§ Job
Write out these lines again, swapping "chopped green stem" for "sliced green stalk" wherever it occurs and keeping everything else the same. Leave the pictures out.

╭──

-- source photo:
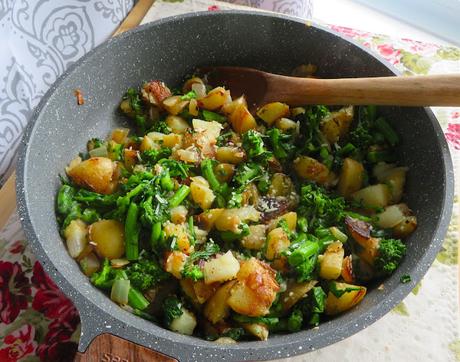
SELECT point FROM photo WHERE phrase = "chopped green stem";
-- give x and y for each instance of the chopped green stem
(179, 196)
(132, 229)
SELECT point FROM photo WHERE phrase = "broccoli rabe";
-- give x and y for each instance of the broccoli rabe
(145, 273)
(390, 254)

╰──

§ Result of this exercise
-- source photo:
SELECT point FROM photo WHERE phrase = "sliced green stalk";
-- give x and y for each instance of the sliced green stalk
(179, 196)
(132, 229)
SELECT point FROM photo WHERE phrase = "broccoli rabe";
-- give x and y for each instance of the broccoli rabe
(145, 273)
(390, 254)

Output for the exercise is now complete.